*Gestellte Aufgabe A*: Schreibe die Zeilen des Datensatzes von ihrem Anfang bis einschließlich der Zeile, die „x=463 y=294“ enthält, unverändert ab.

*Ausgangsdokument*:
§

Danke für diese Schlagzeile. Mir wird es ewig unbegreiflich bleiben, warum viele Homosexuelle um die Gleichstellung mit etwas kämpfen, das selber nichts als gleichheitsfeindlich und abschaffungswürdig ist. Was für Unheil hat die Institution der Ehe seit Jahrhunderten angerichtet! Wer erwähnt in dieser unsäglichen Debatte, für welchen Terror die kirchliche und staatliche Vergottung der „Keimzelle der Familie“ in den letzten Jahrhunderten verantwortlich ist, ein Terror, der außerhalb von Großstädten zum Teil bis heute andauert? Wer erwähnt das Leid all der „unehelichen“ Kinder? Wer die unnötigen Nöte unverheirateter Schwangerer?

Wer erwähnt die Heuchelei rund um verheimlichte Geliebte und andere Krampfsymptome, die ohne die Institution Ehe, die in spießigen Gemeinden als Statussymbol nicht einmal von Mercedes und Eigenheim übertroffen wird, überhaupt nicht nötig wären? Die irrsinnigen Scheidungskriege, das gequälte erzwungene Zusammenbleiben derer, die die Hürden der Scheidung fürchten? Warum wollen Heinz Müller und Peter Maier den Ernst und Gerda Piefkes gleichgestellt werden?

§

*Gestellte Aufgabe B*: Entnimm den vollständigen Text über die Institution der Ehe und gib ihn unverändert wieder.

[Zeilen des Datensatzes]
§

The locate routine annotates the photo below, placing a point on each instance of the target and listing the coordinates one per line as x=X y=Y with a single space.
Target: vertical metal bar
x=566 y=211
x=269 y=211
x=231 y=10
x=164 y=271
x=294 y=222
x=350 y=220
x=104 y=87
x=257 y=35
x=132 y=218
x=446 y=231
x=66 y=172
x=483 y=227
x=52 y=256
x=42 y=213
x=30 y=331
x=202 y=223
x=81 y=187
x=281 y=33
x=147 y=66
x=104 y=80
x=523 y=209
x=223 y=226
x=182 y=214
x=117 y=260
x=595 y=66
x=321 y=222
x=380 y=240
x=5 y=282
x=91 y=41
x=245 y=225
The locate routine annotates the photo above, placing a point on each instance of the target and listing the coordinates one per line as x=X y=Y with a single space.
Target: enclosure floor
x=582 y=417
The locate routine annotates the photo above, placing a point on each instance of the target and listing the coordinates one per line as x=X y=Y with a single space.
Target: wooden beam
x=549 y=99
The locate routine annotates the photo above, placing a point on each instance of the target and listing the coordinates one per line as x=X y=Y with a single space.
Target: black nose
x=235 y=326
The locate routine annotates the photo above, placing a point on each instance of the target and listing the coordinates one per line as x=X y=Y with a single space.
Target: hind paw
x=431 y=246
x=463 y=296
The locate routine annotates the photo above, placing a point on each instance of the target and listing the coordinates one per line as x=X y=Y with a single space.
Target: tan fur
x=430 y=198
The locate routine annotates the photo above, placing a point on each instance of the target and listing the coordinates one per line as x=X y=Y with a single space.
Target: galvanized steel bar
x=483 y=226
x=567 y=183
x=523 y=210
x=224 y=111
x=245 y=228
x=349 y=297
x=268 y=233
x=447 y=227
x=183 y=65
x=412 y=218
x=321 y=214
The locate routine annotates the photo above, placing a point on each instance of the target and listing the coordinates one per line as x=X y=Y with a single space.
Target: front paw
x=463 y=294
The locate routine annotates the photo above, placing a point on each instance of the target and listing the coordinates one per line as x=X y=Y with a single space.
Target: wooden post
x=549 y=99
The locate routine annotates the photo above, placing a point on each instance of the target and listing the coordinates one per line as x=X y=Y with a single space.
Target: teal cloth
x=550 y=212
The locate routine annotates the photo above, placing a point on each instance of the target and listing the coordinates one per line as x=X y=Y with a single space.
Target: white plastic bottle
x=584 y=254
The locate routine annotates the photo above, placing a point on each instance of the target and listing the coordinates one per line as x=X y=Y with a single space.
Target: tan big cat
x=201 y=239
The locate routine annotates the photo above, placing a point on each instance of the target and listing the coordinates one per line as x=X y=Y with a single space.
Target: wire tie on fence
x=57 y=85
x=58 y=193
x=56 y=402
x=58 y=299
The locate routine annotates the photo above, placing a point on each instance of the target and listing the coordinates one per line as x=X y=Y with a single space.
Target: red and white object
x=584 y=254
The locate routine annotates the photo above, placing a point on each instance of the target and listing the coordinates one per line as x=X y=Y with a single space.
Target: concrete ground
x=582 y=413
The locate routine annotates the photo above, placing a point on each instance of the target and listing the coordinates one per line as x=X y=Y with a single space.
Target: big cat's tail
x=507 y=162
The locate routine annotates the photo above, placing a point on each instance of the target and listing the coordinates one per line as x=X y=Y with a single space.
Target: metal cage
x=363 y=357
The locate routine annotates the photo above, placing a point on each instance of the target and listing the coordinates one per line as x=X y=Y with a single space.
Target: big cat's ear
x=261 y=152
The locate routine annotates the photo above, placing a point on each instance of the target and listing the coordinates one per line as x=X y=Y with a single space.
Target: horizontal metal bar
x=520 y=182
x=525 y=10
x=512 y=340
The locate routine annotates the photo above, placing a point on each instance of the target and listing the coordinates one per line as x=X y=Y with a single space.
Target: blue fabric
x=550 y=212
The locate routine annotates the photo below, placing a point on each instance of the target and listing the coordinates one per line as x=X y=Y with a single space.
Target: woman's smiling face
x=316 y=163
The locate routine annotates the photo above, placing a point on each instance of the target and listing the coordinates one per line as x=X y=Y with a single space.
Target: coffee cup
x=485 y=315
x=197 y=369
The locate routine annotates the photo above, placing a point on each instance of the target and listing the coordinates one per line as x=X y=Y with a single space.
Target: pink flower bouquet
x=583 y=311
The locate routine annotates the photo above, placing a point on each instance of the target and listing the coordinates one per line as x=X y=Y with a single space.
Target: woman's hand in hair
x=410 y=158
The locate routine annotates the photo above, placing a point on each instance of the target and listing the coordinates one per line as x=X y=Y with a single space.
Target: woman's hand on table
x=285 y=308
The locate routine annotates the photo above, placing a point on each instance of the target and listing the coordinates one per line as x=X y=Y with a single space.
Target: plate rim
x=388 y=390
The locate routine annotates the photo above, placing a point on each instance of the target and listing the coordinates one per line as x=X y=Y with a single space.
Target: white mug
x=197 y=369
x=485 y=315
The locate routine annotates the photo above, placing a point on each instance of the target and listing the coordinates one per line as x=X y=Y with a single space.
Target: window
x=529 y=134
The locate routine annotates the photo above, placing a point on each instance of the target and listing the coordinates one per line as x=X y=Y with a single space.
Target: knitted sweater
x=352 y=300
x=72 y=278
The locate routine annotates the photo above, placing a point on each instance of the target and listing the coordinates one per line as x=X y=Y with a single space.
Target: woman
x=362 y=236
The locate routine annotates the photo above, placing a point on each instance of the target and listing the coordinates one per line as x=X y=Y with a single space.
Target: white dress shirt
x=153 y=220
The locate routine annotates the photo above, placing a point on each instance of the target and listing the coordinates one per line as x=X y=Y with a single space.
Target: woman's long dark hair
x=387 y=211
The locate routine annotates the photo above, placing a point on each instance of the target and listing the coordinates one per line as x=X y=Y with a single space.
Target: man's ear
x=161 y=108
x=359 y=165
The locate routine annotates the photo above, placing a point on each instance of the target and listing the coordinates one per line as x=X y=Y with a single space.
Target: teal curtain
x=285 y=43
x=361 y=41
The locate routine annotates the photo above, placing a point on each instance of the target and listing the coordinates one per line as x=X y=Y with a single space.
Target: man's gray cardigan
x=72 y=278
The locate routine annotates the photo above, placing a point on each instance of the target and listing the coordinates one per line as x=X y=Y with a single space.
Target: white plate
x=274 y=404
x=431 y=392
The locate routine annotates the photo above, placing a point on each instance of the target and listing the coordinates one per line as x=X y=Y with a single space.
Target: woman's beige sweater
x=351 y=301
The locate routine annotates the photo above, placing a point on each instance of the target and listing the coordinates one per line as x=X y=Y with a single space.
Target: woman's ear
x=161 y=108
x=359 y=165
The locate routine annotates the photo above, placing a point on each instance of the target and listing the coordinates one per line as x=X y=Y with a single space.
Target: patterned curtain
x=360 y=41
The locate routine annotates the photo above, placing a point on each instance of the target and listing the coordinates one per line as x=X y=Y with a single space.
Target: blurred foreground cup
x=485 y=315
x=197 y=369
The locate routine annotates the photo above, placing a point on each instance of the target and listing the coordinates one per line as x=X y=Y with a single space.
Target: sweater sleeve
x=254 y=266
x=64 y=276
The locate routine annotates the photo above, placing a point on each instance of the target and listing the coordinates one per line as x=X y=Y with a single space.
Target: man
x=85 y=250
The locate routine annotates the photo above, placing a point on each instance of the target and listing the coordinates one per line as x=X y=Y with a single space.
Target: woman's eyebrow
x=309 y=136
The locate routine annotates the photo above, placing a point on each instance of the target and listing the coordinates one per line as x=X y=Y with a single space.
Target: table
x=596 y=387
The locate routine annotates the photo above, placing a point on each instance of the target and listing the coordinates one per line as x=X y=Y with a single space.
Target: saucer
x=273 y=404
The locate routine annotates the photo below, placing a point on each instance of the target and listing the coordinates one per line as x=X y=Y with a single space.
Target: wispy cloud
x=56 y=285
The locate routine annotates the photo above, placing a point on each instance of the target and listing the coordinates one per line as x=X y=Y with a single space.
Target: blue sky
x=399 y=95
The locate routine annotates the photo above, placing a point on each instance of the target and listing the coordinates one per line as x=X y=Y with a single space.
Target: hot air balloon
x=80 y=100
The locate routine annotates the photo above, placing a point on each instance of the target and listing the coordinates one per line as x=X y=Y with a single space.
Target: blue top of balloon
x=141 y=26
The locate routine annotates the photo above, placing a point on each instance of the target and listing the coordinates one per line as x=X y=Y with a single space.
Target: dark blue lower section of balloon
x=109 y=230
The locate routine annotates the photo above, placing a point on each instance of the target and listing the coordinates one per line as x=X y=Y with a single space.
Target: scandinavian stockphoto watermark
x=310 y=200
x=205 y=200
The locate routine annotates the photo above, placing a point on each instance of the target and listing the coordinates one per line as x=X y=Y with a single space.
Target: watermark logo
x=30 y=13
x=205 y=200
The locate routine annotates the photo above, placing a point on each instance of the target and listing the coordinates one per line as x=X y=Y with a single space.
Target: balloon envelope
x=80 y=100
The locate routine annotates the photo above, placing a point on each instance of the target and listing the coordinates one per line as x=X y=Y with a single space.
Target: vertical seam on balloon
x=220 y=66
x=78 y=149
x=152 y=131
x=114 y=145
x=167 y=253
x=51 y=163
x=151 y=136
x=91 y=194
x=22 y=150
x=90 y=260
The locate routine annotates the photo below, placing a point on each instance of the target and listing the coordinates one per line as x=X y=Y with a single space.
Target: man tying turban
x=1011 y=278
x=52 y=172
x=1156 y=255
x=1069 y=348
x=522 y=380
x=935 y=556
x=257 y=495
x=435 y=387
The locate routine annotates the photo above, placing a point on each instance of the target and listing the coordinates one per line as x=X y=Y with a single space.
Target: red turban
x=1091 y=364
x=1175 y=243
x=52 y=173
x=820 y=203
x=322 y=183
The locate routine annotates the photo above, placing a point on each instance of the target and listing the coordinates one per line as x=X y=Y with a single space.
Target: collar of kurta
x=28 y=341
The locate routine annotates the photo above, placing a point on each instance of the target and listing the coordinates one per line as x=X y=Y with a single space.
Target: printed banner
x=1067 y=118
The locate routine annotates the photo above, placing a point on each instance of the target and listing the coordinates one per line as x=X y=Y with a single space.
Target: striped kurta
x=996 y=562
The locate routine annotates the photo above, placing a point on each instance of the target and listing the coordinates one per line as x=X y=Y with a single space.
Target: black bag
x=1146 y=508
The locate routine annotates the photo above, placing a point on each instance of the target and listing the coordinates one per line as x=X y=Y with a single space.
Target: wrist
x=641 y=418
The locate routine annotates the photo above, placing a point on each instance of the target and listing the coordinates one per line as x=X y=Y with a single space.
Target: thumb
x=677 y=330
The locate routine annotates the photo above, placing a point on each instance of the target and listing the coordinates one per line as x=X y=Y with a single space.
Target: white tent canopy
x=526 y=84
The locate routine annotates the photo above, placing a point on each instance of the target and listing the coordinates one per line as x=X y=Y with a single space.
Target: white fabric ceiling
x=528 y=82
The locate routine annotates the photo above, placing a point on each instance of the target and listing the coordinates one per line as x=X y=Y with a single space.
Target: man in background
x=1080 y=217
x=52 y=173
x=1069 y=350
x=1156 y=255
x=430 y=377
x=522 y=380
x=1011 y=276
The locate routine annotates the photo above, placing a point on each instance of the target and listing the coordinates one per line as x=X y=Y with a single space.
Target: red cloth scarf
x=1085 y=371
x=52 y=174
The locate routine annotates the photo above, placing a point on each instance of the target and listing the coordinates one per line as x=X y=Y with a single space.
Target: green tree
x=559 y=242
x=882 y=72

§

*Schriftliche Antwort A*:
The locate routine annotates the photo below, placing a point on each instance of the target and listing the coordinates one per line as x=X y=Y with a single space.
Target: vertical metal bar
x=566 y=211
x=269 y=211
x=231 y=10
x=164 y=271
x=294 y=222
x=350 y=220
x=104 y=87
x=257 y=35
x=132 y=218
x=446 y=231
x=66 y=172
x=483 y=227
x=52 y=256
x=42 y=213
x=30 y=331
x=202 y=223
x=81 y=187
x=281 y=33
x=147 y=66
x=104 y=80
x=523 y=209
x=223 y=226
x=182 y=214
x=117 y=260
x=595 y=66
x=321 y=222
x=380 y=240
x=5 y=282
x=91 y=41
x=245 y=225
The locate routine annotates the photo above, placing a point on each instance of the target and listing the coordinates one per line as x=X y=Y with a single space.
Target: enclosure floor
x=582 y=417
The locate routine annotates the photo above, placing a point on each instance of the target and listing the coordinates one per line as x=X y=Y with a single space.
Target: wooden beam
x=549 y=99
The locate routine annotates the photo above, placing a point on each instance of the target and listing the coordinates one per line as x=X y=Y with a single space.
Target: black nose
x=235 y=326
The locate routine annotates the photo above, placing a point on each instance of the target and listing the coordinates one per line as x=X y=Y with a single space.
Target: hind paw
x=431 y=246
x=463 y=296
The locate routine annotates the photo above, placing a point on each instance of the target and listing the coordinates one per line as x=X y=Y with a single space.
Target: tan fur
x=430 y=198
The locate routine annotates the photo above, placing a point on each instance of the target and listing the coordinates one per line as x=X y=Y with a single space.
Target: galvanized steel bar
x=483 y=226
x=567 y=183
x=523 y=210
x=224 y=111
x=245 y=228
x=349 y=297
x=268 y=233
x=447 y=227
x=183 y=65
x=412 y=218
x=321 y=214
The locate routine annotates the photo above, placing a point on each instance of the target and listing the coordinates one per line as x=X y=Y with a single space.
Target: front paw
x=463 y=294

*Schriftliche Antwort B*:
Danke für diese Schlagzeile. Mir wird es ewig unbegreiflich bleiben, warum viele Homosexuelle um die Gleichstellung mit etwas kämpfen, das selber nichts als gleichheitsfeindlich und abschaffungswürdig ist. Was für Unheil hat die Institution der Ehe seit Jahrhunderten angerichtet! Wer erwähnt in dieser unsäglichen Debatte, für welchen Terror die kirchliche und staatliche Vergottung der „Keimzelle der Familie“ in den letzten Jahrhunderten verantwortlich ist, ein Terror, der außerhalb von Großstädten zum Teil bis heute andauert? Wer erwähnt das Leid all der „unehelichen“ Kinder? Wer die unnötigen Nöte unverheirateter Schwangerer?

Wer erwähnt die Heuchelei rund um verheimlichte Geliebte und andere Krampfsymptome, die ohne die Institution Ehe, die in spießigen Gemeinden als Statussymbol nicht einmal von Mercedes und Eigenheim übertroffen wird, überhaupt nicht nötig wären? Die irrsinnigen Scheidungskriege, das gequälte erzwungene Zusammenbleiben derer, die die Hürden der Scheidung fürchten? Warum wollen Heinz Müller und Peter Maier den Ernst und Gerda Piefkes gleichgestellt werden?